### WHAT NEEDS TO BE DONE
Quote every line as written. Omit pictures.

Dataset excerpt:
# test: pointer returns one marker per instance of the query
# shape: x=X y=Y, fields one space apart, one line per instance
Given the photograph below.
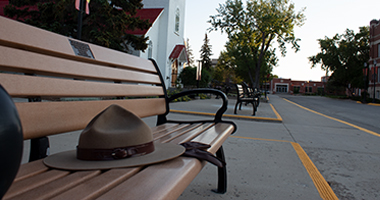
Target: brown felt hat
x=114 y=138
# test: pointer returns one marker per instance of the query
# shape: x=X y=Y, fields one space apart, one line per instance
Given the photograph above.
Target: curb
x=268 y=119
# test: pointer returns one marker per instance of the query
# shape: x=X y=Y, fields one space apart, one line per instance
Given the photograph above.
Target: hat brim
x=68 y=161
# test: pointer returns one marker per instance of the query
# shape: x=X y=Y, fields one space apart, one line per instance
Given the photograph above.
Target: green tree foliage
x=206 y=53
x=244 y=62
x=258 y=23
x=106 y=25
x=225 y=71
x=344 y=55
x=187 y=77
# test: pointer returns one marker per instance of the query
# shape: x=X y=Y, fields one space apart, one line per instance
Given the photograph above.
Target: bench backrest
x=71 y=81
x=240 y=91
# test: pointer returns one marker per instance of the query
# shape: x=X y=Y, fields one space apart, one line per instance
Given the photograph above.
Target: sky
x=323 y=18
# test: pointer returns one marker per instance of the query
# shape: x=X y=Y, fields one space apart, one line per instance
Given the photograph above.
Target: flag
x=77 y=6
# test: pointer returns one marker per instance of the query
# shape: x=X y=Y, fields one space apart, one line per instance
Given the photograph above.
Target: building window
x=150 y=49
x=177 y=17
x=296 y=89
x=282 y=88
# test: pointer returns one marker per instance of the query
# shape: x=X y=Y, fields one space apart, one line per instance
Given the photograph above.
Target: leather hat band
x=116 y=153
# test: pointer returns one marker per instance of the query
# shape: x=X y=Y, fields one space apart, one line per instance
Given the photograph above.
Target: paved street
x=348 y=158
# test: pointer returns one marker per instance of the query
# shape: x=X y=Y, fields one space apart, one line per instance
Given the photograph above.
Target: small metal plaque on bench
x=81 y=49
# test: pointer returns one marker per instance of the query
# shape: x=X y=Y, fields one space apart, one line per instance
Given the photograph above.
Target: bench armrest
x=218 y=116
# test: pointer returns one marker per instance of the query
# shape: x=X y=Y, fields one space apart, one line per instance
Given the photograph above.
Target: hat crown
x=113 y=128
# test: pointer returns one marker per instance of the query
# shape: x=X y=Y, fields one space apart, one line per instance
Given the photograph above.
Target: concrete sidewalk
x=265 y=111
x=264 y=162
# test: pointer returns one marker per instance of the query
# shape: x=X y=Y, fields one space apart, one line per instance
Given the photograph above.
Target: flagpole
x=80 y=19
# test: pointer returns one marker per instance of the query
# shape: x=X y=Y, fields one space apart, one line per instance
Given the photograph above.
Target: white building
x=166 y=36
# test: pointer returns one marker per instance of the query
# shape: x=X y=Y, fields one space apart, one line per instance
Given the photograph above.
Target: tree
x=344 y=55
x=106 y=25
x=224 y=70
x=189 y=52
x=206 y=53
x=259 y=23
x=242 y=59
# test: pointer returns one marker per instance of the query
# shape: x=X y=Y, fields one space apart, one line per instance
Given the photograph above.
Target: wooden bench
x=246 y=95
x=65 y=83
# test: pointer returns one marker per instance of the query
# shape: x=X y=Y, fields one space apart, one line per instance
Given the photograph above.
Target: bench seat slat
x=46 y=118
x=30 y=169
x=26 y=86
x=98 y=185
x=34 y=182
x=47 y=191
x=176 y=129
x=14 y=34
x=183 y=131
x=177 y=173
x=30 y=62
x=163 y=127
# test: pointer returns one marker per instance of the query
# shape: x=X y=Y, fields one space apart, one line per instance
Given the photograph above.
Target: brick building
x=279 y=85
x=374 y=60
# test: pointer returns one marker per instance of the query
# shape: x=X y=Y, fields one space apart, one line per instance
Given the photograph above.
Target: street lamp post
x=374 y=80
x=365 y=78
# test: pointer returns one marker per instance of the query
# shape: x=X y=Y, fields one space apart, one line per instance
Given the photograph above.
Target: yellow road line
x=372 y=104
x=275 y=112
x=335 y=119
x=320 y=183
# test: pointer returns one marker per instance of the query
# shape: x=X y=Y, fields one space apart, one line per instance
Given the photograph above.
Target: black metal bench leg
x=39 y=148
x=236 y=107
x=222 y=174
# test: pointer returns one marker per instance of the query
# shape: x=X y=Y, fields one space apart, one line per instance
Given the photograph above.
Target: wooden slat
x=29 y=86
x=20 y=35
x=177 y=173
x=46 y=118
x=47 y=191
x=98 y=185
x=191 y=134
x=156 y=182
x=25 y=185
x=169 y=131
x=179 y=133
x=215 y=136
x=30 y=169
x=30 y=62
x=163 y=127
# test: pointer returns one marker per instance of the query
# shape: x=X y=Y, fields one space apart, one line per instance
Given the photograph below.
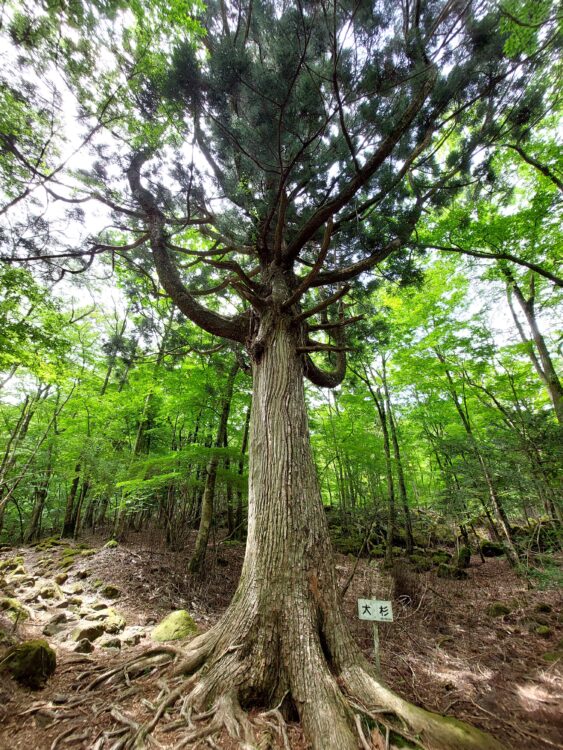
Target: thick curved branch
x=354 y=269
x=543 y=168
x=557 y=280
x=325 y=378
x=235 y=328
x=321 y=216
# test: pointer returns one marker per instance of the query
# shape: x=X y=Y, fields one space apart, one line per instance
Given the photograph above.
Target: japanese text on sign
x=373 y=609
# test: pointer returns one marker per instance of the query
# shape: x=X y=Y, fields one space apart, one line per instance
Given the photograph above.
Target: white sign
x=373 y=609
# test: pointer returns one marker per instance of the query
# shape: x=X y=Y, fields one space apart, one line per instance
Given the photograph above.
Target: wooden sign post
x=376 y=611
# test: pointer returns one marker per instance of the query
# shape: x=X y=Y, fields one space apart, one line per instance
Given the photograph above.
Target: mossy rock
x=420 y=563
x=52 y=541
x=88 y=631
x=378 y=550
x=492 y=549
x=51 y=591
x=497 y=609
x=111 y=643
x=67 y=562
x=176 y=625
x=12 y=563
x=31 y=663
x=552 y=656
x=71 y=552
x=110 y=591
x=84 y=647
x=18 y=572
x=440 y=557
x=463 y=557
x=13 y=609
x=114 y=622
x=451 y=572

### FINAL RESULT
# test: pointer returns one marker per instance of the query
# shape: x=X y=Y, fields one space apart, one line per instance
Given the photograph below.
Target: brown felt hat
x=114 y=138
# test: pointer returns one marker per instance of the query
# shape: x=X y=Y, fields one space apart, one line per instance
Given the photograph above.
Target: curb
x=268 y=119
# test: pointer returns one marker per instance of the query
# shape: x=X y=Y, fields one space apart, one line per instance
Given the photograph above.
Target: hat brim
x=68 y=161
# test: pointer returns one marker per instance of the query
# shape: x=X y=Y, fields one space apart, one line per instance
Given the photograph above.
Target: green tree foliage
x=206 y=53
x=244 y=62
x=258 y=23
x=106 y=25
x=225 y=71
x=344 y=55
x=187 y=77
# test: pointer returns one marker per instance of the query
# shape: x=X y=Y, fields one space apart, one line per instance
Given the photograph above.
Target: bench backrest
x=71 y=81
x=240 y=91
# test: pointer returns one marker per instance of the query
# shape: x=X y=Y, fields one space apart, one line per instance
Given the photograph above.
Target: sky
x=323 y=18
# test: pointer returns one marker per instance of the query
# shape: x=X y=Y, fields one space apart, one line per instance
Given the photograph above.
Target: flag
x=77 y=6
# test: pointer returns one marker per instance of the query
# shape: x=X y=Y, fields one space apart, one line per instance
Given the photograph above.
Target: building window
x=150 y=49
x=177 y=17
x=296 y=89
x=282 y=88
# test: pointer returns one marker per instance of the query
# shape: x=X y=Y, fields one space apart, one line per instance
Given the photograph above.
Target: leather hat band
x=116 y=153
# test: pointer returns one marker per instance of the query
# shape: x=X y=Y, fields one space apart, one line per instance
Given the photograph above.
Target: paved street
x=348 y=158
# test: pointer returns one marker per instance of the query
# shape: x=X y=Y, fields one space apart, one line per instance
Given the photograph above.
Target: small metal plaque on bench
x=81 y=49
# test: pointer returns one marker per instance of the query
# shape: x=X y=Y, fields one space apart, one line per instance
Given the photograph above.
Target: bench armrest
x=218 y=116
# test: pointer returns one marker per instance of the query
# shape: x=X y=Y, fields one space apart, one line per instance
Given the photograph above.
Target: hat crown
x=113 y=128
# test: pointer returns one marker per instance of the query
# shape: x=X y=Y, fields one space apart, one line per instance
Given the photograph above.
Target: concrete sidewalk
x=265 y=111
x=264 y=162
# test: pointer returns one marker per instance of the query
# shape: x=X y=Y, fields one space apart, one line per instance
Given the photograph above.
Target: flagpole
x=80 y=19
# test: pointer returns one marker per instance of the query
# shape: x=X y=Y, fields one space apart, one line per instance
Given the photograph above.
Target: white building
x=166 y=36
# test: pointer returns one marker per instance of the query
# shape: x=X y=Y, fields one space apart, one line per instance
Given the photograph above.
Target: tree
x=344 y=55
x=106 y=25
x=224 y=70
x=189 y=52
x=206 y=53
x=259 y=23
x=242 y=59
# test: pointer returns one marker per instance of the query
# shape: x=X y=Y, fields one space apart, one line per instance
Given the photograph above.
Target: wooden bench
x=246 y=95
x=65 y=83
# test: pointer returns one marker per instance of the query
# shape: x=X y=Y, fields one space apart, one line per instance
Given the photograph above.
Target: bench seat slat
x=46 y=118
x=30 y=169
x=26 y=86
x=98 y=185
x=34 y=182
x=47 y=191
x=176 y=129
x=14 y=34
x=183 y=131
x=177 y=173
x=30 y=62
x=163 y=127
# test: pointer returns one marker per instance of the query
# shape: x=X y=Y, fields one space apart, one line per instance
Given the photograph above.
Target: brick building
x=279 y=85
x=374 y=60
# test: pointer returns one marker per instance of the query
# shape: x=X y=Y, fields one space apart, one line per instance
Given the photograph above.
Target: street lamp post
x=374 y=80
x=365 y=78
# test: pointer returns one marker per instance of the query
# shape: x=X y=Y, fields one space apart, one line per instance
Given the photograph above.
Target: yellow road line
x=372 y=104
x=275 y=112
x=335 y=119
x=320 y=183
# test: pointer returns one marker per instance of the query
# shape: x=X y=Y, fields one space apart, one line per instance
Given the photograph above.
Target: black metal bench leg
x=39 y=148
x=236 y=107
x=222 y=174
# test: pointer returns one marker per instance of the query
# shape: x=X y=Y, fields one space apart, one line per instance
Given the photograph above.
Target: wooden slat
x=29 y=86
x=20 y=35
x=177 y=173
x=46 y=118
x=47 y=191
x=98 y=185
x=191 y=134
x=156 y=182
x=25 y=185
x=169 y=131
x=179 y=133
x=215 y=136
x=30 y=169
x=30 y=62
x=163 y=127
# test: pointer returns one marker per instance of the query
# shape: x=X y=Y, fields one space apart, one line per instance
Given the photograph below.
Target: thick curved branch
x=354 y=269
x=543 y=168
x=557 y=280
x=325 y=378
x=235 y=328
x=321 y=216
# test: pointer returns one marker per instance of the query
# shape: x=X y=Y, fields one space apart, one line per instance
Given the photograph above.
Target: japanese text on sign
x=373 y=609
# test: pointer returns one marker per instance of the query
# shape: x=X y=Y, fields one space apart, one line per instance
Given the photograph above.
Target: white sign
x=373 y=609
# test: pointer returns one marker per instance of the query
# shape: x=X y=Y, fields one space apart, one line per instance
Given the photograph above.
Target: wooden sign post
x=376 y=611
# test: pointer returns one marker per instance of the query
# shape: x=X y=Y, fields one space apart, one line per instance
Given the photograph above.
Target: mossy rock
x=420 y=563
x=52 y=541
x=88 y=631
x=378 y=550
x=492 y=549
x=51 y=591
x=497 y=609
x=111 y=643
x=67 y=562
x=176 y=625
x=12 y=563
x=31 y=663
x=552 y=656
x=71 y=552
x=110 y=591
x=84 y=647
x=18 y=572
x=440 y=557
x=463 y=557
x=13 y=609
x=114 y=622
x=451 y=572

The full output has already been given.